_Prompt 1_.
Revise the article on the Crimean Red Cross branches from "Our RCS has" to "movement’s international charter.", replacing "international experts" with "foreign specialists".
_Prompt 2_.
Put this sentence from the article on the Crimean Red Cross branches into Spanish: "For the first time in 150 years of the movement’s existence, one state has taken control of its branches in another."
_Prompt 3_.
Pick up the article on the Crimean Red Cross branches after its final sentence and keep writing.

== Supplied text

Since early April, Crimean branches of the Red Cross Society (RCS) of Ukraine have been moving under its Russian counterpart’s aegis one by one. The official website of the society’s Crimean region says that the Russian RCS’s Kerch branch was established at a general meeting held on April 1, followed by Yevpatoria on April 2 and Dzhankoi on April 11. Branches that had been subordinated to the Ukrainian national leadership have been liquidated and replaced with Russian-aligned successors. The change concerned more than just the name, as all property belonging to the Crimean RCS has been transferred, too, in violation of a number of international documents and treaties that define the principles of the movement worldwide. The main of them is the society’s political and ideological neutrality.
Our RCS has declared that Ukraine does not recognize the reorganized branches in Crimea, and considers their creation an unlawful seizure of property that violates the established links between the two organizations. For the first time in 150 years of the movement’s existence, one state has taken control of its branches in another. The Ukrainian office is now considering its response and calling the International RCS to provide assistance.
However, this issue is new and unexpected for international experts, too. They say that the behavior of the Russian society in Crimea is outside the movement’s international charter.
“There is an official document, a resolution with the Russian society’s seal attached, that says that all assets and branches of the Ukrainian society in Crimea have been transferred to Russian ownership. The assets have been transferred, but the area remains legally Ukrainian, we have to keep paying salaries, it is our assets and people, our field of action. We have such a predicament on our hands concerning the most humane, most honest and most impartial organization in the world,” head of the Ukrainian RCS’s information department Viktor Shcherbatiuk noted.

====
== Supplied information

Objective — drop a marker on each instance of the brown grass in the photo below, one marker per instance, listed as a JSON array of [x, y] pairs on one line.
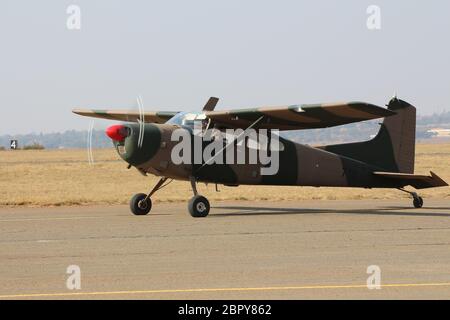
[[64, 177]]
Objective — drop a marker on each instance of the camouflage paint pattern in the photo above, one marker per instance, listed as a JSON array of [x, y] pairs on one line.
[[386, 161]]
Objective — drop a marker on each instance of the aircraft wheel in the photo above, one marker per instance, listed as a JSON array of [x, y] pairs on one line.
[[418, 202], [198, 207], [138, 206]]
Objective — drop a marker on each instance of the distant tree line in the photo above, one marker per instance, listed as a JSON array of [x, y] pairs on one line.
[[352, 132]]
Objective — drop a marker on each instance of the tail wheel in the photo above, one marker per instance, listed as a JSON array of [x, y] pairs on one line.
[[418, 202], [139, 205], [198, 207]]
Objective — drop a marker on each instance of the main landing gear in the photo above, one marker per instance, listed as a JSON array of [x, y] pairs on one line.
[[417, 200], [198, 206], [141, 203]]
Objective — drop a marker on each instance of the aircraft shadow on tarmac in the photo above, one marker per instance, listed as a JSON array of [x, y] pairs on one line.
[[261, 211]]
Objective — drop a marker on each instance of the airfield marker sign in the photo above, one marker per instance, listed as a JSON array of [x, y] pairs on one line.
[[14, 144]]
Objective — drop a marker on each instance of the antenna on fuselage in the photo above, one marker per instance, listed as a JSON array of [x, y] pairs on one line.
[[211, 104]]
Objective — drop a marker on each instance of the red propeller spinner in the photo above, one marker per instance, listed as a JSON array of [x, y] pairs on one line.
[[117, 132]]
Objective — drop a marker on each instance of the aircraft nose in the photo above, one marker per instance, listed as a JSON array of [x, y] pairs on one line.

====

_Final answer 1_.
Our RCS has declared that Ukraine does not recognize the reorganized branches in Crimea, and considers their creation an unlawful seizure of property that violates the established links between the two organizations. For the first time in 150 years of the movement’s existence, one state has taken control of its branches in another. The Ukrainian office is now considering its response and calling the International RCS to provide assistance.
However, this issue is new and unexpected for foreign specialists, too. They say that the behavior of the Russian society in Crimea is outside the movement’s international charter.

_Final answer 2_.
Por primera vez en los 150 años de existencia del movimiento, un Estado ha tomado el control de sus filiales en otro.

_Final answer 3_.
First of all, this uncertainty will affect the people who received help or treatment via the Ukrainian RCS’s programs. These projects are now on hold in Crimea. “Before the conflict started, we implemented in Crimea programs to combat TB, HIV/AIDS, provide first aid training for the public, and a number of other projects funded by international and Ukrainian agencies,” head of the Ukrainian RCS’s international department Valerii Serhovsky commented. “We may not do that anymore, as it involves financial dealings, and we are not allowed to fund Russia, so we have had to stop these programs. We developed the entire infrastructure on the peninsula almost from scratch. The society devoted special attention to Crimea because we had to improve the formerly deported peoples’ living conditions in the peninsula, we introduced special programs, opened medico-social centers, which took a lot of money, too. We put a great effort into bringing the Crimean RCS up to international standards.”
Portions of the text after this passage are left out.